» **TASK ITEM**: Every line from the one holding "Where can the town" through the final line of the entries is to be reproduced exactly, and no other line.

BEGIN RECORDS FOR THE EXERCISE

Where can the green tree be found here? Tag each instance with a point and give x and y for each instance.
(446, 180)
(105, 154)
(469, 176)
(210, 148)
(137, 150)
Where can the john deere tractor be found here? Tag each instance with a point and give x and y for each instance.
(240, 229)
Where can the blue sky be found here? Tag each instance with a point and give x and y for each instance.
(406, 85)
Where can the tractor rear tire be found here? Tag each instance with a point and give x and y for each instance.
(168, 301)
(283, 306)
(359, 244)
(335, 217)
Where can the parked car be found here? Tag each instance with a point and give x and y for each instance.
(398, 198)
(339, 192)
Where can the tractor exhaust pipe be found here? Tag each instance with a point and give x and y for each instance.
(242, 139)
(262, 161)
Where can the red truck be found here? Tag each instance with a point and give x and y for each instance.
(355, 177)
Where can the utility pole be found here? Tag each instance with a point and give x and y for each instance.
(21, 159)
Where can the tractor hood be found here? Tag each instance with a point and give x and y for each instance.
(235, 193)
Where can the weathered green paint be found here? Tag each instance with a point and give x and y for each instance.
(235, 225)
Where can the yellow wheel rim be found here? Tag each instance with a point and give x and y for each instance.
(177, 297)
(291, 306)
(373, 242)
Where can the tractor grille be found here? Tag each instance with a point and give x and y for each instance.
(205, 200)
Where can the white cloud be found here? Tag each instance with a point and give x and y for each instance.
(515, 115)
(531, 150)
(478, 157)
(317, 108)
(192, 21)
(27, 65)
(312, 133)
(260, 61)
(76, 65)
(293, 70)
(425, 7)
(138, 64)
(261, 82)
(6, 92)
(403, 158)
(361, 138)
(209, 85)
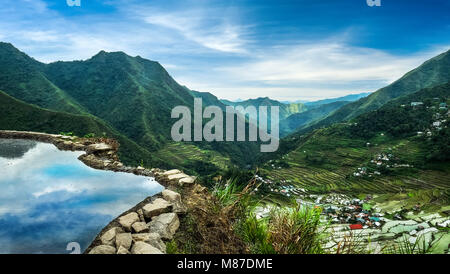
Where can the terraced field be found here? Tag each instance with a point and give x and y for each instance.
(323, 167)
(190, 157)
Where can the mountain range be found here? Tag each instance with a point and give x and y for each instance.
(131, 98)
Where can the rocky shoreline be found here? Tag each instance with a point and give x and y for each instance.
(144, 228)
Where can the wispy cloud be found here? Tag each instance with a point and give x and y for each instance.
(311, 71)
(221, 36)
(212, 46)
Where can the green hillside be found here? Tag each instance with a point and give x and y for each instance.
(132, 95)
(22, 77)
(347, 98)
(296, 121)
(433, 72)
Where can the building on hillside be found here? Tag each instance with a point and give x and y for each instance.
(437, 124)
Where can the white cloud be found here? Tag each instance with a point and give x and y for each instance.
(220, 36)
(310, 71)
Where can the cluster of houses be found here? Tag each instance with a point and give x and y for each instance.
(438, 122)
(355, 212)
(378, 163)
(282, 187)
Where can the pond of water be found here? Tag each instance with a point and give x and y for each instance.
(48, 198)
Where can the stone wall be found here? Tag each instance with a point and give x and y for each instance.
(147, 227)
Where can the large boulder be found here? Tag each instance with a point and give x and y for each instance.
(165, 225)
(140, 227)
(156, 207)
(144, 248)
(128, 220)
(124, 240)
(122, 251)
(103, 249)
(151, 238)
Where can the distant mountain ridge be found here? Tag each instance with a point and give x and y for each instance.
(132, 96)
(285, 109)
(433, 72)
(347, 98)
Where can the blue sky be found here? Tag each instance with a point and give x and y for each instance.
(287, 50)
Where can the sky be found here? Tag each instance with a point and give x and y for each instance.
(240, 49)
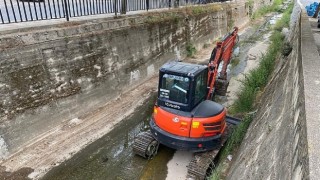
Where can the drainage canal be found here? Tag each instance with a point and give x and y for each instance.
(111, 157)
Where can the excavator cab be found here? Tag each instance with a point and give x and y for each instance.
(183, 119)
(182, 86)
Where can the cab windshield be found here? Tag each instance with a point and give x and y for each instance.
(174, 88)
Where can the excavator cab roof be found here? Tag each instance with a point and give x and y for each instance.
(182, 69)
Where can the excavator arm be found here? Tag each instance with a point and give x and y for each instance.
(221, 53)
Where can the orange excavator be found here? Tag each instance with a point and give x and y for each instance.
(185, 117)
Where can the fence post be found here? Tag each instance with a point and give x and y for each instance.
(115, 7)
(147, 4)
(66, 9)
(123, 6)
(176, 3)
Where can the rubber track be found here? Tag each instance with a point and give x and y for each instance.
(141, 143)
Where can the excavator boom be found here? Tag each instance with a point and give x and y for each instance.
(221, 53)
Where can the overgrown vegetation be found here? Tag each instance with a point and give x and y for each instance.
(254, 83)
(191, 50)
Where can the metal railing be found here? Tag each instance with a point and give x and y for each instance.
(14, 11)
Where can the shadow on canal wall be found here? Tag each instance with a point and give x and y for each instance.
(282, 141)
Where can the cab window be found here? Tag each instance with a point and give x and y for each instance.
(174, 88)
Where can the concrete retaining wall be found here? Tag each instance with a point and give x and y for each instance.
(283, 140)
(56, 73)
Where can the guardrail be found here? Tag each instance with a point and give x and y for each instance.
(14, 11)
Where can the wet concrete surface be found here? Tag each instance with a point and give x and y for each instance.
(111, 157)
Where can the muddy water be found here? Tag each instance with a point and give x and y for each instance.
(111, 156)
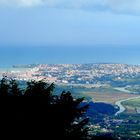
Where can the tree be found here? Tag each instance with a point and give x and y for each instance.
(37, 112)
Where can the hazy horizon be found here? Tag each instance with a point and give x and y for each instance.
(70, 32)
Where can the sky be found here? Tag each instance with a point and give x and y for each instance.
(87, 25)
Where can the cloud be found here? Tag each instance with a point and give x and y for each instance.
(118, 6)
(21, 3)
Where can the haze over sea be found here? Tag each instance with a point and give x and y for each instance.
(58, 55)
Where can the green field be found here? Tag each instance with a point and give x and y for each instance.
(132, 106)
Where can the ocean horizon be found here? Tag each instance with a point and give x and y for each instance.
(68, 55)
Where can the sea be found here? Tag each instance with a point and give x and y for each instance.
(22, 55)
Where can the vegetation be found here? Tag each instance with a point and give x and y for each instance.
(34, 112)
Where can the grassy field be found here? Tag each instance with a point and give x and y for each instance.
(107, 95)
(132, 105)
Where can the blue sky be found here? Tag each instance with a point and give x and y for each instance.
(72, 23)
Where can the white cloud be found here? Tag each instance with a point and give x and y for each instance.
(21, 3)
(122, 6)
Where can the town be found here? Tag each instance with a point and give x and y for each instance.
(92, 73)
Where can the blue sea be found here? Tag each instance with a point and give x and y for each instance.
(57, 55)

END RECORDS FOR THE EXERCISE

» **SOLUTION**:
Where can the town be found here? Tag each instance with a point and give x and y for each instance.
(92, 73)
Where can the blue sea be found here? Tag each instance with a point and give x and y for each instance.
(57, 55)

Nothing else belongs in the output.